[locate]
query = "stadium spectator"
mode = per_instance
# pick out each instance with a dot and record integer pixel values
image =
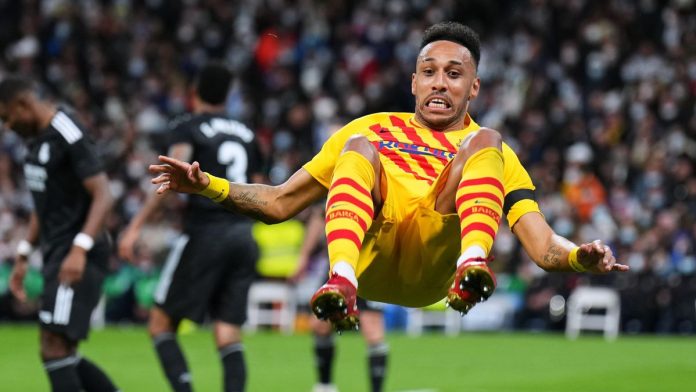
(205, 274)
(617, 76)
(376, 168)
(72, 199)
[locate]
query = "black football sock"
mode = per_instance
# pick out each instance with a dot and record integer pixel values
(62, 374)
(233, 367)
(93, 379)
(377, 363)
(173, 362)
(324, 348)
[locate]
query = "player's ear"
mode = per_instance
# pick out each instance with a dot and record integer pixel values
(473, 92)
(413, 83)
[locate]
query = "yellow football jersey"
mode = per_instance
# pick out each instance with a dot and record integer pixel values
(409, 253)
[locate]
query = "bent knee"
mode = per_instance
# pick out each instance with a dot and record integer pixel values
(483, 138)
(361, 145)
(54, 346)
(160, 323)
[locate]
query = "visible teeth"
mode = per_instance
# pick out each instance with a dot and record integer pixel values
(438, 103)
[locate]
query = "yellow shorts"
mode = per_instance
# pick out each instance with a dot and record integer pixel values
(409, 253)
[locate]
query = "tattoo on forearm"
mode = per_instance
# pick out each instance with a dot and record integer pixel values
(248, 200)
(552, 258)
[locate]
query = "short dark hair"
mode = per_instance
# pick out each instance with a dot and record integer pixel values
(213, 83)
(455, 32)
(12, 86)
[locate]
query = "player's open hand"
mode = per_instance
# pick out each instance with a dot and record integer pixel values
(19, 271)
(178, 176)
(598, 257)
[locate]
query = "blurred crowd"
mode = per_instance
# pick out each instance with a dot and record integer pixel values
(598, 99)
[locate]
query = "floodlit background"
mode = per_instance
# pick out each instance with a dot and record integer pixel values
(598, 99)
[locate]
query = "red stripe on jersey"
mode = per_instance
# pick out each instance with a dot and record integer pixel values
(348, 198)
(483, 181)
(413, 136)
(473, 195)
(345, 214)
(478, 226)
(344, 235)
(479, 209)
(351, 183)
(440, 137)
(393, 155)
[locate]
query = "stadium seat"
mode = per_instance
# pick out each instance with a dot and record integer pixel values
(435, 315)
(581, 300)
(272, 300)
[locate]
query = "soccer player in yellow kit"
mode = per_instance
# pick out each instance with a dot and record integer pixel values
(413, 199)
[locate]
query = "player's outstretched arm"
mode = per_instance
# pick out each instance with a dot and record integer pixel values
(553, 252)
(269, 204)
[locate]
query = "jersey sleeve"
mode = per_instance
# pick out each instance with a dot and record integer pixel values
(519, 189)
(84, 158)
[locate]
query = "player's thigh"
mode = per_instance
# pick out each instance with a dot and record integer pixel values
(188, 277)
(67, 309)
(229, 301)
(371, 320)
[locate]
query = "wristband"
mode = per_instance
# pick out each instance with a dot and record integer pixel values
(217, 190)
(24, 248)
(84, 241)
(573, 260)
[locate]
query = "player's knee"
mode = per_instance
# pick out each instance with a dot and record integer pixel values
(361, 145)
(226, 334)
(483, 138)
(159, 323)
(54, 346)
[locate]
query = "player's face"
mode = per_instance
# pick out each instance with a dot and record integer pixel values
(17, 116)
(443, 84)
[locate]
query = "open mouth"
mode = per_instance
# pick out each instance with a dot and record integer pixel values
(438, 103)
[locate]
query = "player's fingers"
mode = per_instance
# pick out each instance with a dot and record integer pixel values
(161, 179)
(171, 161)
(163, 188)
(159, 168)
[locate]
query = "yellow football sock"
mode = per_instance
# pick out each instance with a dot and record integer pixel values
(349, 209)
(480, 197)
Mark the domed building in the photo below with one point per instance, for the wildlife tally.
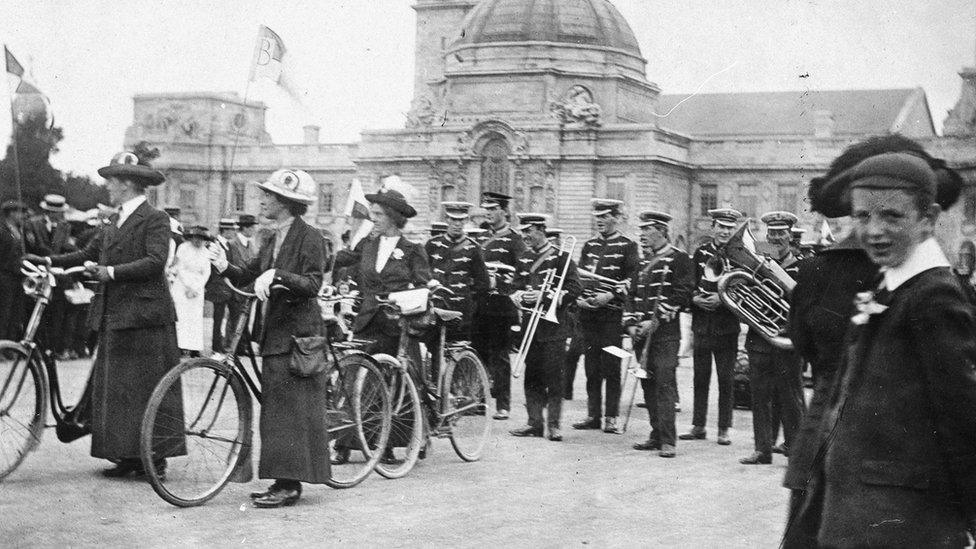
(549, 101)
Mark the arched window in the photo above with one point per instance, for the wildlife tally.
(494, 166)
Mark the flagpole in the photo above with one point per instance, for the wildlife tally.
(13, 145)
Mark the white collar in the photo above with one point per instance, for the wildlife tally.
(129, 206)
(925, 256)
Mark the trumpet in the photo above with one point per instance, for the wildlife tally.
(543, 312)
(757, 291)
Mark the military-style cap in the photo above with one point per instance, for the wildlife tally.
(778, 220)
(495, 200)
(227, 223)
(457, 210)
(606, 206)
(728, 217)
(527, 220)
(54, 203)
(653, 217)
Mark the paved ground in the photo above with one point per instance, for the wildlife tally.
(591, 490)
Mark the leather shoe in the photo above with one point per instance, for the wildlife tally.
(757, 458)
(723, 437)
(648, 445)
(278, 498)
(588, 423)
(527, 431)
(696, 433)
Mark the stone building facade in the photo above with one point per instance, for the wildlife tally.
(549, 101)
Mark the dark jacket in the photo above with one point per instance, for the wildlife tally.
(614, 256)
(899, 463)
(299, 267)
(721, 321)
(642, 301)
(533, 267)
(409, 270)
(460, 266)
(138, 296)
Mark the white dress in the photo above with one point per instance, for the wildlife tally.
(192, 271)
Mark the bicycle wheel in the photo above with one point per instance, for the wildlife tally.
(23, 405)
(465, 405)
(407, 423)
(359, 419)
(199, 420)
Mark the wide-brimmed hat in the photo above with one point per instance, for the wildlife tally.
(294, 185)
(126, 165)
(54, 203)
(246, 220)
(393, 200)
(198, 231)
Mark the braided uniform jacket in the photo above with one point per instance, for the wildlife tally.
(532, 272)
(678, 284)
(721, 321)
(756, 342)
(616, 257)
(459, 265)
(505, 246)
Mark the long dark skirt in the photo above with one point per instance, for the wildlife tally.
(294, 428)
(127, 368)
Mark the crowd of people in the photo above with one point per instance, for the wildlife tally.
(883, 454)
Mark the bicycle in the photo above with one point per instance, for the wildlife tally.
(29, 379)
(453, 406)
(216, 420)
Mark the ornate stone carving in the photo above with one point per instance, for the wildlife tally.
(577, 109)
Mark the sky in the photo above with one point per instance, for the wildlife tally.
(354, 59)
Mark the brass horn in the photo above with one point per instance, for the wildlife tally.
(756, 289)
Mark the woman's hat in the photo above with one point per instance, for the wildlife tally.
(198, 231)
(54, 203)
(294, 185)
(393, 200)
(126, 165)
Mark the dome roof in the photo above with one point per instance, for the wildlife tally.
(585, 22)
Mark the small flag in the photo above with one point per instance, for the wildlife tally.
(269, 54)
(13, 66)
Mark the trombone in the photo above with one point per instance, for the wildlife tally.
(540, 311)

+++

WRITTEN TASK.
Rewrite all of the data above with "wildlife tally" swapped for "wildlife survey" each time it occurs, and keep everything else unchanged. Leave the pictures out of your answer.

COMPLETE OUTPUT.
[locate]
query = "stadium spectator"
mode = per_instance
# pick out each instance with a dot and record integer pixel values
image =
(205, 274)
(617, 76)
(376, 168)
(72, 199)
[locate]
query = "black football sock"
mode = per_instance
# pick out each instance with a dot and record integer pixel values
(62, 374)
(233, 367)
(93, 379)
(377, 363)
(173, 362)
(324, 348)
[locate]
query = "player's ear"
mode = per_instance
# pick out each instance with a dot and record integer pixel values
(473, 92)
(413, 83)
[locate]
query = "yellow football jersey"
mode = per_instance
# pick out each instance with a dot and record integer pixel values
(409, 253)
[locate]
query = "bent knee"
mode = per_instance
# pick out each instance with a dot and record integer pixel values
(483, 138)
(361, 145)
(54, 346)
(160, 323)
[locate]
query = "visible teeth"
mode = per_instance
# pick out each instance with a dot and record integer pixel values
(438, 103)
[locate]
query = "yellow shorts"
mode = per_instance
# pick out each instance with a dot and record integer pixel values
(409, 253)
[locate]
query = "tattoo on forearm"
mode = per_instance
# pick out each instance with a dot and record integer pixel values
(248, 200)
(552, 258)
[locate]
query = "short dark hair"
mode = per_instance
# pick out each instance with a dot and record integer pixel values
(213, 83)
(455, 32)
(12, 86)
[locate]
query = "player's open hand"
mode = per_instance
# pick out each instance with a dot and record integer pixel values
(19, 271)
(178, 176)
(598, 257)
[locate]
query = "blurred crowd"
mode = per_instance
# pick out each instance with a dot and record integer pixel values
(598, 99)
[locate]
query = "floodlit background"
mode = per_instance
# pick out each instance with a dot and record integer pixel values
(598, 99)
[locate]
query = "red stripe on jersey"
mode = per_instance
# pick out each instance with a dot and record integer pixel values
(348, 198)
(483, 181)
(413, 136)
(473, 195)
(345, 214)
(478, 226)
(344, 235)
(479, 209)
(351, 183)
(440, 137)
(393, 155)
[locate]
query = "stadium seat"
mode = per_instance
# pick out each instance with a dot and record integer pixel values
(435, 315)
(581, 300)
(272, 300)
[locate]
query = "soccer player in yellow kit"
mode = per_instance
# pick out each instance with a dot and record integer pixel values
(413, 199)
[locate]
query = "player's outstretched arm"
mode = per_instance
# pick out each instance with a dot and record integer pixel values
(553, 252)
(269, 204)
[locate]
query = "jersey sleeve"
mode = per_instance
# pick out each instance with a dot and record integer pixel values
(519, 189)
(84, 158)
[locate]
query = "player's thigh"
mode = per_instance
# pick out each instance with a dot and record integer pixel values
(188, 277)
(67, 309)
(229, 301)
(371, 320)
[locate]
query = "wristband"
mode = per_instance
# pick out each instance with a dot and record integer pixel values
(217, 190)
(24, 248)
(84, 241)
(573, 260)
[locate]
query = "player's knee"
mode = per_instance
# pick out each instance with a dot and record integer pixel values
(361, 145)
(226, 334)
(483, 138)
(159, 323)
(54, 346)
[locate]
query = "player's face"
mode = per_instance
# pick out each instance with a dot and record integer pixel values
(17, 116)
(443, 84)
[locate]
query = "open mouth"
mode = per_instance
# pick out each instance with a dot and record integer pixel values
(438, 103)
[locate]
query = "player's fingers"
mode = per_instance
# pick out each instance with a dot and record integer pixel values
(161, 179)
(171, 161)
(163, 188)
(159, 168)
[locate]
query = "yellow football sock"
mode = per_instance
# pick out each instance with a dot and record integer pixel values
(349, 209)
(480, 197)
Mark the domed building in the photo below with one point per instance, for the wildlife survey.
(549, 101)
Mark the arched window in the photo above with one point per instance, for the wildlife survey.
(494, 166)
Mark the flagpole in the photo above with one point per instance, for the wildlife survey.
(13, 145)
Mark the white collar in the photo above with one point per instance, for the wildlife survey.
(129, 206)
(925, 256)
Mark the trumpet in the photo above with one point per instance, for the wildlife survey.
(543, 312)
(757, 291)
Mark the military-style cap in the photo above with one point per instance, for the wildlife survey.
(778, 220)
(495, 200)
(227, 223)
(457, 210)
(606, 206)
(728, 217)
(527, 220)
(54, 203)
(653, 217)
Mark the paved ground in the photo above with one point per instance, for the wildlife survey.
(591, 490)
Mark the leather shoe in the photo above with one point per instance, for the wildlife survey.
(757, 458)
(723, 437)
(648, 445)
(278, 498)
(588, 423)
(527, 431)
(696, 433)
Mark the stone building facade in the photo above with one point per instance, for the wildlife survey.
(549, 101)
Mark the dark jacket in the photo above with one point per instance, for the wildlife survey.
(614, 256)
(899, 463)
(299, 267)
(721, 321)
(642, 301)
(533, 267)
(409, 270)
(460, 266)
(138, 296)
Mark the white dress in the photo above with one point per instance, for the wildlife survey.
(192, 271)
Mark the bicycle wheel in the photo above with one point per instance, for the wildlife survey.
(23, 405)
(465, 405)
(407, 423)
(359, 419)
(199, 420)
Mark the wide-brimmed hat in the photo above with one point per instance, for the wildlife survey.
(294, 185)
(126, 165)
(54, 203)
(246, 220)
(393, 200)
(198, 231)
Mark the braided uniform jacket in the photo above with one point per instance, for the wildlife survey.
(532, 272)
(678, 284)
(721, 321)
(756, 342)
(616, 257)
(459, 265)
(505, 246)
Mark the long dark skirt in the photo above with one point per instance, for the wildlife survey.
(294, 428)
(127, 368)
Mark the crowd of people in the photo above with one point per instance, for the wildlife survey.
(883, 454)
Mark the bicycle in the photo above with one point per instance, for the wildlife survey.
(29, 379)
(453, 406)
(216, 420)
Mark the ornate stone carving in the photo above with one point per instance, for the wildlife survey.
(577, 109)
Mark the sky in the photo above with one point per instance, for the wildlife survey.
(354, 59)
Mark the brass horn in the photo above with one point per instance, for the wildlife survey.
(756, 289)
Mark the woman's hat in the photo above with one point per instance, for the wildlife survey.
(198, 231)
(54, 203)
(294, 185)
(393, 200)
(126, 165)
Mark the dome roof in the photo above with one point per instance, for the wildlife survey.
(585, 22)
Mark the small flag in the photo above with one point per instance, for the wildlife survey.
(269, 54)
(13, 66)
Mark the trombone in the photo above with one point per instance, for the wildlife survey.
(540, 311)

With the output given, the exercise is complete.